TASK STATEMENT →
Exactly reproduce the lines from the line containing "target | corrugated metal sheet" to the end of the data below, inclusive, and nothing else.

*-*-*

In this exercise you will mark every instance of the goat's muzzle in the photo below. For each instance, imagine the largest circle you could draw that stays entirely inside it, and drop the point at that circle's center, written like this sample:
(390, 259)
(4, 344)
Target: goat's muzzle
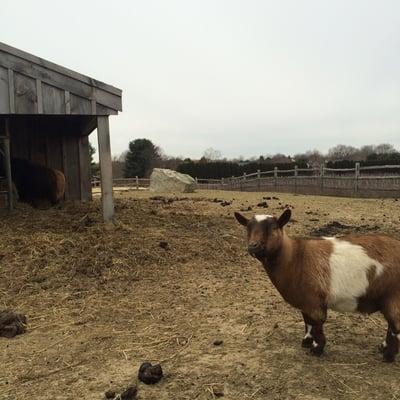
(256, 250)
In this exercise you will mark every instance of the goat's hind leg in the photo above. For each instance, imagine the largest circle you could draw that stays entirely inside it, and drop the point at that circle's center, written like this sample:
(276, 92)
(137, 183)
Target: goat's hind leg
(314, 338)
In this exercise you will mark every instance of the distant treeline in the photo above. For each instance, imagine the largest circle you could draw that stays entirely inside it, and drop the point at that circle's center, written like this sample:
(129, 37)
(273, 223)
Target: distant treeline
(372, 160)
(225, 169)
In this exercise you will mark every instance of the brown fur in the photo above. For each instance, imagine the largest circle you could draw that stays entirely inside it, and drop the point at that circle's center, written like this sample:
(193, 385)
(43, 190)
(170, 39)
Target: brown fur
(300, 271)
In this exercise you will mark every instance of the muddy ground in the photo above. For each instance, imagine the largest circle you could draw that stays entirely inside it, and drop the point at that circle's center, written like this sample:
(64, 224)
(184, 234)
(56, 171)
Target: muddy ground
(101, 300)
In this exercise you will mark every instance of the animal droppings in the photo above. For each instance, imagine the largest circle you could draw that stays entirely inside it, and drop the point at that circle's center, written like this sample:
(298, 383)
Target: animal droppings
(163, 244)
(11, 324)
(129, 394)
(150, 374)
(110, 394)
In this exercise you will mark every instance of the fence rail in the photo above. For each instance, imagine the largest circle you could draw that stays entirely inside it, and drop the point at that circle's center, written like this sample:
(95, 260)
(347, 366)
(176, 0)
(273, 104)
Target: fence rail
(369, 181)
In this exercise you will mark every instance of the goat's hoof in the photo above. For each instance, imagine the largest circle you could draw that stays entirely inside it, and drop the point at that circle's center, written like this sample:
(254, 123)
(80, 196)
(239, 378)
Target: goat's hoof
(307, 343)
(316, 351)
(389, 357)
(382, 348)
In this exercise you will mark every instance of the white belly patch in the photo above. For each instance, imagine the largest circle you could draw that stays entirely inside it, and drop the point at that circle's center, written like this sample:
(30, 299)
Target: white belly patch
(349, 265)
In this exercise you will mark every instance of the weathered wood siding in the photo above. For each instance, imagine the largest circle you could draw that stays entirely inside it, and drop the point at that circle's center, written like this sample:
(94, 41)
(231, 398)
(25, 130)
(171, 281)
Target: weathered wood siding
(31, 85)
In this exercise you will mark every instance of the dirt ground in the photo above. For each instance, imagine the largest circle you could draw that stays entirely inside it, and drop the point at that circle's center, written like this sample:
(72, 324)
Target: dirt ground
(101, 300)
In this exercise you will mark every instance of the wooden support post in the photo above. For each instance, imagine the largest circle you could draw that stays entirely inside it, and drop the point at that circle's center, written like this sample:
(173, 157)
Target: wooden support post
(7, 161)
(357, 176)
(103, 136)
(321, 174)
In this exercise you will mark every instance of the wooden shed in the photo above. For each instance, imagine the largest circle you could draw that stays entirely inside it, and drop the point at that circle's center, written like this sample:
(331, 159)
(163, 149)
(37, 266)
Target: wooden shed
(46, 115)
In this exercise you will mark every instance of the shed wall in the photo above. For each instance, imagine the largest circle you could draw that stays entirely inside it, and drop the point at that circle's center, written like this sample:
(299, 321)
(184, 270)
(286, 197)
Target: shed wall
(57, 144)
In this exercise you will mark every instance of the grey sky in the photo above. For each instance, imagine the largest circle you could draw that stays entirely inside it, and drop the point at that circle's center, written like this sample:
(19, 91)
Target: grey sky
(245, 77)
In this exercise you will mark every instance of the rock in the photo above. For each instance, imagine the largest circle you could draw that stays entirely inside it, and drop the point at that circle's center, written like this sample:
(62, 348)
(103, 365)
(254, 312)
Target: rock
(11, 324)
(150, 374)
(166, 180)
(163, 244)
(129, 394)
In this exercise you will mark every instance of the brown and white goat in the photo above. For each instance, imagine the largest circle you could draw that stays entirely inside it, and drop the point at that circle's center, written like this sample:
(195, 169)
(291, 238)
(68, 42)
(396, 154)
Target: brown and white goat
(354, 273)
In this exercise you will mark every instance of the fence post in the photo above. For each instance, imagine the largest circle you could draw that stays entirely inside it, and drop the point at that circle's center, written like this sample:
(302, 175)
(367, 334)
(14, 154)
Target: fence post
(357, 175)
(322, 173)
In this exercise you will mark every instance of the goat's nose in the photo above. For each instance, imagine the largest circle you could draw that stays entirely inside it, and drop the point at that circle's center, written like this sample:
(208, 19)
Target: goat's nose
(253, 247)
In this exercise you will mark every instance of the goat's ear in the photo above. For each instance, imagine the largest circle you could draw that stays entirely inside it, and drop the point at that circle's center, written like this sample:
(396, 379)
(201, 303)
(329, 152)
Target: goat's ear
(284, 218)
(241, 219)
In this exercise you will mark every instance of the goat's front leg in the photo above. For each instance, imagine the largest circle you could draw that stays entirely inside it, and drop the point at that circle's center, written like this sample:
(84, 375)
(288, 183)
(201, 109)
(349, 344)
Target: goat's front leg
(314, 338)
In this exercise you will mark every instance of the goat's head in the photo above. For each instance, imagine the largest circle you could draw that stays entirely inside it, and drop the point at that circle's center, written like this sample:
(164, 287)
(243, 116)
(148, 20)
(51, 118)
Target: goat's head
(264, 233)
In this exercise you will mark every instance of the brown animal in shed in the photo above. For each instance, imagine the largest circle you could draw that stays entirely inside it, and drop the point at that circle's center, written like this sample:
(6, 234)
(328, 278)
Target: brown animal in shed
(37, 184)
(354, 273)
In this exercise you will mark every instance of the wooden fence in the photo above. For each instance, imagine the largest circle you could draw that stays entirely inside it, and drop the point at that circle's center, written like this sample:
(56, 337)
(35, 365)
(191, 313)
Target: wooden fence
(371, 181)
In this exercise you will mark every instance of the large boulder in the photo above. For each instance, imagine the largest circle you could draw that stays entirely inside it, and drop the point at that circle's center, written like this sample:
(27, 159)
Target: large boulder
(167, 180)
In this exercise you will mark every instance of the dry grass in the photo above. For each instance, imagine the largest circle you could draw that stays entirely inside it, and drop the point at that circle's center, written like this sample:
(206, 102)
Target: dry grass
(101, 300)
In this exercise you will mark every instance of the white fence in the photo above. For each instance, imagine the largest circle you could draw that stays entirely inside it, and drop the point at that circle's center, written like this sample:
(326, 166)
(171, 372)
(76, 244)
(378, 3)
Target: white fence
(370, 181)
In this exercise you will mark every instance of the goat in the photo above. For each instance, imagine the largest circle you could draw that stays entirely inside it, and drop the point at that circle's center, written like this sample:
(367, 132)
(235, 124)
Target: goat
(354, 273)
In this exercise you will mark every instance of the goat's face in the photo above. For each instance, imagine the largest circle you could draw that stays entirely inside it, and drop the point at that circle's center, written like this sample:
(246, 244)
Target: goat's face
(264, 233)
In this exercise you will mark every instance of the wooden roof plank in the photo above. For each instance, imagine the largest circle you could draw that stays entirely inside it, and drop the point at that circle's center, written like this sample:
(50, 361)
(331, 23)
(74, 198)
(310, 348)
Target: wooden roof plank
(58, 68)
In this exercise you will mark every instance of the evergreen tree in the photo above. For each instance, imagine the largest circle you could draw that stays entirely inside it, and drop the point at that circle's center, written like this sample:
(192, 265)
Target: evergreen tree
(141, 157)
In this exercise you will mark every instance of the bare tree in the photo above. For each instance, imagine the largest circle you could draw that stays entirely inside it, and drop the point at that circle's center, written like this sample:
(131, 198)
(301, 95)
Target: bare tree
(212, 154)
(342, 152)
(385, 148)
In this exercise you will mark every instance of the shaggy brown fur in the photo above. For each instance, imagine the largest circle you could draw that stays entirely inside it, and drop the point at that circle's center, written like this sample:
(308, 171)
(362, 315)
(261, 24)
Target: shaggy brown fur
(300, 270)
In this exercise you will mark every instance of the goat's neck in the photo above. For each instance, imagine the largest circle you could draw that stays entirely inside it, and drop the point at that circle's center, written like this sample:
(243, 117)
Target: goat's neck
(281, 262)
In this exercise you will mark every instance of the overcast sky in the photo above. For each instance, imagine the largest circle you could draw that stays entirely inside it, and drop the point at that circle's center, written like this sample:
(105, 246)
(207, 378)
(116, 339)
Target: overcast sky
(246, 77)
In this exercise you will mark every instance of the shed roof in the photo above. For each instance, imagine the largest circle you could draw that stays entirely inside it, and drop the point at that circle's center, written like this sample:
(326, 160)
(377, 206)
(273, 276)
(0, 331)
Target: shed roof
(32, 85)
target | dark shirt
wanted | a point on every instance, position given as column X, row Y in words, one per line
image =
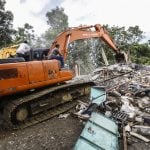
column 55, row 52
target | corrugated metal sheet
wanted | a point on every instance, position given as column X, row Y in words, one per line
column 100, row 132
column 98, row 95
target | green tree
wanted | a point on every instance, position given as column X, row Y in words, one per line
column 24, row 33
column 6, row 31
column 57, row 21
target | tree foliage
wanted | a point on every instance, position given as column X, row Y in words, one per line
column 24, row 33
column 6, row 30
column 57, row 21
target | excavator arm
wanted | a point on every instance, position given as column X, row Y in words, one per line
column 84, row 32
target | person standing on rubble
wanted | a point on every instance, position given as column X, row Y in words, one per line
column 23, row 50
column 55, row 54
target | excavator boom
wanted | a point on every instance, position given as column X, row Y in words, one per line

*-*-*

EXERCISE ANSWER →
target | corrugated metal sheet
wanted | a point on every instance, position given as column X, row Y in words, one per line
column 100, row 132
column 98, row 95
target | green tree
wanted | a point on every instance, position given as column X, row Y in words, one per line
column 24, row 33
column 6, row 31
column 57, row 21
target | tree foliage
wanted | a point on every instance, position given as column X, row Y in words, one per line
column 24, row 33
column 6, row 30
column 57, row 21
target | excavator arm
wanted | a point on every instance, position given as column X, row Y in words, one per line
column 84, row 32
target | person standing on rubble
wanted | a point on every instance, position given as column X, row Y in words, one per line
column 23, row 50
column 55, row 54
target | excavator boom
wanted | a point on every instance, position given as column X, row Y in words, one per line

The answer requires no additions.